ZITIERTER ABSCHNITT:
• • •

Parlamentskorrespondenz Nr. 430 vom 07.07.2000

SCHUTZ UND FÖRDERUNG DER MINDERHEITEN SIND ZIEL DES STAATES

Nationalrat beschließt einstimmig Staatszielbestimmung

Wien (PK) - Der österreichische Staat - Bund, Länder und Gemeinden - bekennt sich zu seinen Minderheiten und erklärt deren Schutz und Förderung zum Staatsziel, das in der Bundesverfassung verankert wird. Der entsprechende Beschluss wurde heute Nachmittag von den Abgeordneten aller vier Fraktionen des Nationalrats einhellig gefasst.

ÄNDERUNG DES BUNDES-VERFASSUNGSGESETZES * S-ANTRAG 164/A UND G-ANTRAG 13/A BETREFFEND NOVELLIERUNG DES BUNDES-VERFASSUNGSGESETZES

--------------------------------------------------------------------

In der Debatte wies Abgeordneter Mag. POSCH (S) darauf hin, dass es ein langjähriger Wunsch der SPÖ sei, diese Staatszielbestimmung zu verwirklichen. Leider sei es in der letzten Gesetzgebungsperiode nicht möglich gewesen, Einvernehmen mit dem Koalitionspartner ÖVP zu erzielen. Diese Staatszielbestimmung habe seiner Ansicht nach mehr symbolischen Charakter und weniger rechtliche Verbindlichkeit.

Abgeordneter ELLMAUER (V) stellte fest, die heute von allen vier Fraktionen beschlossene Staatszielbestimmung zeige, dass Worte wie Minderheitenschutz und kulturelle Vielfalt keine leeren Hülsen seien. Obwohl die Volksgruppen ihr Memorandum 1997 überreicht haben, sei es in der Ära Klima nicht möglich gewesen, diese Forderungen rasch umzusetzen. Dies blieb dem Engagement der neuen Regierung in der Minderheitenfrage vorbehalten. Da man größtes Interesse hatte, diese Bestimmung einstimmig zu verabschieden, sei man der Opposition sehr weit entgegen gekommen. Wäre es anders gelaufen, wäre dies ein Armutszeugnis für unser Land gewesen, betonte er.

Auch Abgeordneter Dr. OFNER (F) begrüßte es, dass diese Bestimmung von allen vier Parlamentsparteien getragen wird, und wies darauf hin, dass sich diese Regelung auf die autochthonen Volksgruppen beschränke und Zufallsgemeinschaften dem verfassungsrechtlichen Schutz als Volksgruppe nicht unterliegen. Überleitend zu den Arbeiten am EU-Menschenrechtskatalog hob der Redner hervor, dass es ein Anliegen Österreichs war, Volksgruppen- und Minderheitenrechte in diesen Menschenrechtskatalog einzubringen. Dies sei aber gescheitert, stellte Ofner klar, da die Mehrheit der EU-Repräsentanten den Standpunkt vertrete, es dürfe nichts Neues aufgenommen werden.

• • •

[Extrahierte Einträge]
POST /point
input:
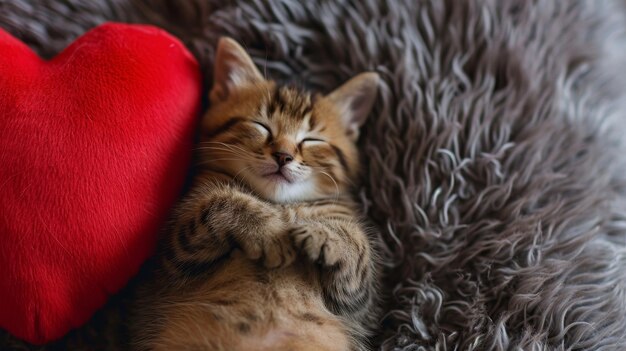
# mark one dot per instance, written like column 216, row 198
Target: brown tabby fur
column 252, row 264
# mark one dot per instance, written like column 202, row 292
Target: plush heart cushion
column 94, row 149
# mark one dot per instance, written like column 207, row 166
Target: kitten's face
column 284, row 144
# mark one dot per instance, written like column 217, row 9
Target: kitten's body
column 267, row 255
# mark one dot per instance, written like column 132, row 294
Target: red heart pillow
column 94, row 149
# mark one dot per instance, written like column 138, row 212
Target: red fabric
column 94, row 149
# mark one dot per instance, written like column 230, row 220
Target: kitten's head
column 285, row 144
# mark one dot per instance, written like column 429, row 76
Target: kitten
column 267, row 251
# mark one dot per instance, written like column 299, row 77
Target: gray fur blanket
column 494, row 157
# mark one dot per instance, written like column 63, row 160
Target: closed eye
column 312, row 140
column 263, row 128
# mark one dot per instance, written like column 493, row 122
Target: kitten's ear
column 233, row 68
column 355, row 99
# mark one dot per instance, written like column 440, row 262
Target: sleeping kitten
column 267, row 251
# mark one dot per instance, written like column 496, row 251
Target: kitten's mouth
column 278, row 176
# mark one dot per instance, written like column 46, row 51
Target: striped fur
column 257, row 262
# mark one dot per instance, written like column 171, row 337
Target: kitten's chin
column 282, row 191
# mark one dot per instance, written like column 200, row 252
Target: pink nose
column 282, row 158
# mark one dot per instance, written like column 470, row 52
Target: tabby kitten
column 267, row 251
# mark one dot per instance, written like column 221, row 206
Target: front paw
column 317, row 243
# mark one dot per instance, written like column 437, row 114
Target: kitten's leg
column 213, row 221
column 343, row 251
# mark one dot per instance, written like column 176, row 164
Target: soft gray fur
column 494, row 159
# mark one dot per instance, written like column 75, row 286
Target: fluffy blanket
column 494, row 157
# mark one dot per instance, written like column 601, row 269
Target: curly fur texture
column 495, row 155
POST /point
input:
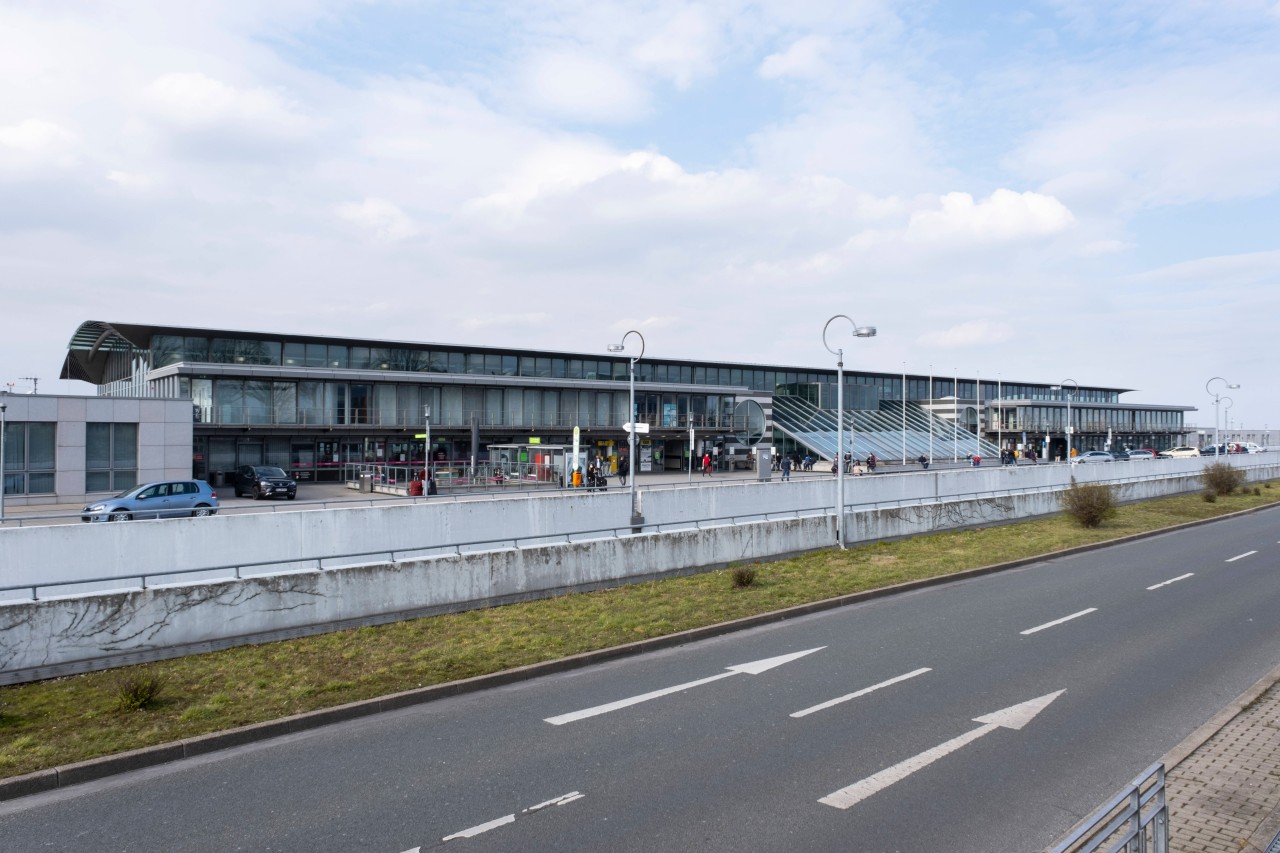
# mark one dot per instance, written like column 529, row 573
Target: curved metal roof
column 92, row 345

• • •

SO GEHST DU VOR: Erkläre anhand der Parlamentskorrespondenz, warum laut Abgeordnetem Ofner das österreichische Anliegen scheiterte, Volksgruppen- und Minderheitenrechte in den EU-Menschenrechtskatalog einzubringen.

LÖSUNG: Laut Ofner scheiterte es, weil die Mehrheit der EU-Repräsentanten den Standpunkt vertrat, dass in den Menschenrechtskatalog nichts Neues aufgenommen werden dürfe.